Selected passage.
The film does seem to contribute to the common argument that our current approach to automobile regulation lacks vision, especially given the degree to which auto companies are now creatures of government largesse. Given climate change, given the possibility of peak oil, given the geopolitical consequences of oil dependence, it really seems as though they should be under much stronger pressure to produce very efficient vehicles, as well as vehicles that do not derive their energy from fossil fuels. Now that the government and unions own GM, perhaps they can insist on digging up any corporate records that haven’t been destroyed, with respect to internal deliberations on electric vehicle strategies, as well as responding to California’s mandate for zero emission vehicles.
Individual vehicles won’t ever really be an efficient option, compared with mass transit. That being said, it is unlikely that we will see their abandonment in the developed world, nor much diminished interest in them in the rising middle classes of developing states. If we are going to keep building cars, we need to do so far more intelligently. Electric vehicles will likely be a big part of that.
[Update: 2:11pm In retrospect, some of the film’s conspiratorial allegations may be less convincing than they appear at first blush. It is certainly plausible that oil companies would have a reason to resist the widespread deployment of vehicles that are not dependent on their key product, but it is another thing entirely to prove that they actually took action in that direction.

Extracted data.
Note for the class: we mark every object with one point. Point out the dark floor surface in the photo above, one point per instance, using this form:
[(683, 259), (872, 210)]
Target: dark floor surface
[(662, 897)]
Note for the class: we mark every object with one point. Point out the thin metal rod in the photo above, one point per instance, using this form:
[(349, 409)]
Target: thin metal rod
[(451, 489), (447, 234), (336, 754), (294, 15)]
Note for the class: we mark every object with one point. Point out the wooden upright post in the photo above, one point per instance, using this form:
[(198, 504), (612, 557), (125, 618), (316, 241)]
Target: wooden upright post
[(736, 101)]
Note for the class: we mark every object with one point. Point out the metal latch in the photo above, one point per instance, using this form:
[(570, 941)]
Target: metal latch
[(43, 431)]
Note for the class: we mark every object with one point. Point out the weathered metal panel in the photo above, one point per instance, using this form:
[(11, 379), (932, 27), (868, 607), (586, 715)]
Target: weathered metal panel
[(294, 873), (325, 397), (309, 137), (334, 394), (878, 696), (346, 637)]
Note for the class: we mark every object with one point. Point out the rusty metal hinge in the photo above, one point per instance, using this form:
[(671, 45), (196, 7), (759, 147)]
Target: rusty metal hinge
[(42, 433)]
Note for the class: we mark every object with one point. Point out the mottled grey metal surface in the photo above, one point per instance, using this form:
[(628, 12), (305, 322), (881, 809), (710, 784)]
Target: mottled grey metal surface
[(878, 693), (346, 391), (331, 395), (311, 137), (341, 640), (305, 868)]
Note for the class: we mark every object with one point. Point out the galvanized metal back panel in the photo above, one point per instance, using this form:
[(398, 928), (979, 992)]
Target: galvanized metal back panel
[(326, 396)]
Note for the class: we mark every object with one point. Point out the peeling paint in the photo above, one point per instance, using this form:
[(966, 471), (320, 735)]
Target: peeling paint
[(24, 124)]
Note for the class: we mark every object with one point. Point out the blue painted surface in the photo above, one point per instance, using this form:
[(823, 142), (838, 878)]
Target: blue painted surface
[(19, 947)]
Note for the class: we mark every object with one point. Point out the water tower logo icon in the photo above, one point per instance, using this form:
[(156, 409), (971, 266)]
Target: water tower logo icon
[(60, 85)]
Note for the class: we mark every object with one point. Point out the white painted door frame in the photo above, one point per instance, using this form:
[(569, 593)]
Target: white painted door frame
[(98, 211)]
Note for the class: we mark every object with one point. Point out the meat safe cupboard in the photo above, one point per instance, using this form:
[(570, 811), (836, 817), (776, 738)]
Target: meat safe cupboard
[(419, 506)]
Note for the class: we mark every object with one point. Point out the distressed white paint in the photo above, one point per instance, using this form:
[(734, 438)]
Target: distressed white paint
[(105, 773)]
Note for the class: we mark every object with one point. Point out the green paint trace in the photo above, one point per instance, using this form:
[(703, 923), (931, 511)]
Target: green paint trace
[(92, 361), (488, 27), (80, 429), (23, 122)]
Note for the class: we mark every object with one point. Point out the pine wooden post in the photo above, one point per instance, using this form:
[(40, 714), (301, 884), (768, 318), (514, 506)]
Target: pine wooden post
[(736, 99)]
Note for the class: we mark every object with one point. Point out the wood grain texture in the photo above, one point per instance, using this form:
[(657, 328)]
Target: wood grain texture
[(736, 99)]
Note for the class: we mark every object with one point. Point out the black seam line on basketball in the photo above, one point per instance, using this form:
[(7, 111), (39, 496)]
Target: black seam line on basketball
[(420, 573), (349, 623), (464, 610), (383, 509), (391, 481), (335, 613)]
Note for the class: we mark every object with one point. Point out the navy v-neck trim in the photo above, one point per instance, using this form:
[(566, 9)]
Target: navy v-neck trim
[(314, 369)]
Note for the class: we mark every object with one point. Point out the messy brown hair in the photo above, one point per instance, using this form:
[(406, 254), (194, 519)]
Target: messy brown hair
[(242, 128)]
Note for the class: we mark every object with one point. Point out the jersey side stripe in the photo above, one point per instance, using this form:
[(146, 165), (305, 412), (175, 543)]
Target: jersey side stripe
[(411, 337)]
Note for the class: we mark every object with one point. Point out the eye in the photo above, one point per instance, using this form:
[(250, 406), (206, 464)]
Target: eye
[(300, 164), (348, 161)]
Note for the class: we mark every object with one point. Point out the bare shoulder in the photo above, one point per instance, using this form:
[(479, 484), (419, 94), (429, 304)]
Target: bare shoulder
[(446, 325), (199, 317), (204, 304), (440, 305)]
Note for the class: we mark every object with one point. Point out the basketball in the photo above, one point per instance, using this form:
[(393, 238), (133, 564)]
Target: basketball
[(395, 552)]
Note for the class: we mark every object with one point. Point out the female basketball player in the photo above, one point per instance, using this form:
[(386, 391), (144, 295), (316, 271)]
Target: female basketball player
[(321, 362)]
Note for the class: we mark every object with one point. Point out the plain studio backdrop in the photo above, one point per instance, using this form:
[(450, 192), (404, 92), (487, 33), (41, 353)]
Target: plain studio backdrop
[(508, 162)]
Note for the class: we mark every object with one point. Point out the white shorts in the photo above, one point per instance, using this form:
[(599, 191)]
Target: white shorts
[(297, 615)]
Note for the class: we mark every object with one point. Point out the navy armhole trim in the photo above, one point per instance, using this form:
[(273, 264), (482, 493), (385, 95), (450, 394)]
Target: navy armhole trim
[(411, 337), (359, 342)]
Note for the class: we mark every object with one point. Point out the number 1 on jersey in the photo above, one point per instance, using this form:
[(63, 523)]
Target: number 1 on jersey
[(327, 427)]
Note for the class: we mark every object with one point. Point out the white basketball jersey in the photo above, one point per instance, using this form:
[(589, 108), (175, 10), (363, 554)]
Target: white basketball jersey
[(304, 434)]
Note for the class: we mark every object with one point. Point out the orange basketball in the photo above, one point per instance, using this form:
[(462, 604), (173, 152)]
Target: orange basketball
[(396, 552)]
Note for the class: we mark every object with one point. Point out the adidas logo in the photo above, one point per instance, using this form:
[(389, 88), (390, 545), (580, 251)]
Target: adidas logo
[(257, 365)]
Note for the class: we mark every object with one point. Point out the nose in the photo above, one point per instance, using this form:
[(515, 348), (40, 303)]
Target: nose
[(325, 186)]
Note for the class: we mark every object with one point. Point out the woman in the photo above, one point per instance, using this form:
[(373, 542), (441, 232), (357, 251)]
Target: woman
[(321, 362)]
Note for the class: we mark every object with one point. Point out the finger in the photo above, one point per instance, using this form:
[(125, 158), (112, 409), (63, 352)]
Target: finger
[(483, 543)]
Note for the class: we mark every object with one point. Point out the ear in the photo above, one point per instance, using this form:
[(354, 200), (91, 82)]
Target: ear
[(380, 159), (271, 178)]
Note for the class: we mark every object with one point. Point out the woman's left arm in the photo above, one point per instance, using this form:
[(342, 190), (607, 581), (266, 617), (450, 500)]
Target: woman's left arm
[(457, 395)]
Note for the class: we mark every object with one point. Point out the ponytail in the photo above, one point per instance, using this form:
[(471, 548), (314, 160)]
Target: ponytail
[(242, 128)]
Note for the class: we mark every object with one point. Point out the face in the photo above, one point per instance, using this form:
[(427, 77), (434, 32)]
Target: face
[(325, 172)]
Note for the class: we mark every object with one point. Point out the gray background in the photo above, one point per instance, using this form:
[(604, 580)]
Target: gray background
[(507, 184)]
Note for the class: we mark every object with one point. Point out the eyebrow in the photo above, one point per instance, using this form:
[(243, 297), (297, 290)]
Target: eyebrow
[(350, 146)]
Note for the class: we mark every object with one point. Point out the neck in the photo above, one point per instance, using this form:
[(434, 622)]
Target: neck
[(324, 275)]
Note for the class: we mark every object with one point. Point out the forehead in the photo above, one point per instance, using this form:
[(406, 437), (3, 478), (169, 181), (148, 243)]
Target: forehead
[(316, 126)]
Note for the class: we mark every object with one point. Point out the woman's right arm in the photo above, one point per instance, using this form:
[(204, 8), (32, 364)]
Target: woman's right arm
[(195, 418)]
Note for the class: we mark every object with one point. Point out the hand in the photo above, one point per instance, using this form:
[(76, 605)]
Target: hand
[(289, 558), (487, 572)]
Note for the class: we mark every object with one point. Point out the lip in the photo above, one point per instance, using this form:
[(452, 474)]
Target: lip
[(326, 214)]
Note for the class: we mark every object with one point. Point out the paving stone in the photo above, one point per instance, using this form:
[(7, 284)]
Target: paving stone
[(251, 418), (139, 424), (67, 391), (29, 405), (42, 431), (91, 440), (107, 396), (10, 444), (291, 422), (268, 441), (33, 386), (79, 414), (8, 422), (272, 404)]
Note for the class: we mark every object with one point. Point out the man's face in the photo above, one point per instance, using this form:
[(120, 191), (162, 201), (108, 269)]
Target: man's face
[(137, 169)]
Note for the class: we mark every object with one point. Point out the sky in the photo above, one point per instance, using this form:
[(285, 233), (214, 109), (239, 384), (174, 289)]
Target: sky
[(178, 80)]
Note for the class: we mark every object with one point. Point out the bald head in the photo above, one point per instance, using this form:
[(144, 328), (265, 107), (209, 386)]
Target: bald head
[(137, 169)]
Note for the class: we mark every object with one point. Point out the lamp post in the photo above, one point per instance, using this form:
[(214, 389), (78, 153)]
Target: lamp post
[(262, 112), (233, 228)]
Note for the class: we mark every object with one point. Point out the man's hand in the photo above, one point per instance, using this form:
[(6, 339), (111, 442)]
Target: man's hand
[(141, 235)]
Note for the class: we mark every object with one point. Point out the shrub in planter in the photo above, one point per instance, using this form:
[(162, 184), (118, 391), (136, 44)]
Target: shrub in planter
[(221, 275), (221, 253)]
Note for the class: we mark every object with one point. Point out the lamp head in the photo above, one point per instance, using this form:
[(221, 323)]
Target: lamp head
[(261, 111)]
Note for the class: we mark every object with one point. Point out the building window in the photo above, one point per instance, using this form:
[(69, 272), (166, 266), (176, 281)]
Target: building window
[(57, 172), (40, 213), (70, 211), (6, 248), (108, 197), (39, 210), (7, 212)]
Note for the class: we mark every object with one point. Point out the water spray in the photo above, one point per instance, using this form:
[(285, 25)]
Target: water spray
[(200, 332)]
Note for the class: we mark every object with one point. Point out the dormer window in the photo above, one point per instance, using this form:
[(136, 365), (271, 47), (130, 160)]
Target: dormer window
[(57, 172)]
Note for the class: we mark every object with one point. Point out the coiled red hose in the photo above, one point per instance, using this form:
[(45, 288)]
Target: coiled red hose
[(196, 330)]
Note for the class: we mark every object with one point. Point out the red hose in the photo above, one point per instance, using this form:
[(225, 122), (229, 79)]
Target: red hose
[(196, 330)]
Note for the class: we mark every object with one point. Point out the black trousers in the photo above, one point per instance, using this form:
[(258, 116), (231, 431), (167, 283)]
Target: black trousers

Set task. Write out the full commentary on electric vehicles and auto regulation, word for word. The entries have no connection to the text.

The solution.
The film does seem to contribute to the common argument that our current approach to automobile regulation lacks vision, especially given the degree to which auto companies are now creatures of government largesse. Given climate change, given the possibility of peak oil, given the geopolitical consequences of oil dependence, it really seems as though they should be under much stronger pressure to produce very efficient vehicles, as well as vehicles that do not derive their energy from fossil fuels. Now that the government and unions own GM, perhaps they can insist on digging up any corporate records that haven’t been destroyed, with respect to internal deliberations on electric vehicle strategies, as well as responding to California’s mandate for zero emission vehicles.
Individual vehicles won’t ever really be an efficient option, compared with mass transit. That being said, it is unlikely that we will see their abandonment in the developed world, nor much diminished interest in them in the rising middle classes of developing states. If we are going to keep building cars, we need to do so far more intelligently. Electric vehicles will likely be a big part of that.
[Update: 2:11pm In retrospect, some of the film’s conspiratorial allegations may be less convincing than they appear at first blush. It is certainly plausible that oil companies would have a reason to resist the widespread deployment of vehicles that are not dependent on their key product, but it is another thing entirely to prove that they actually took action in that direction.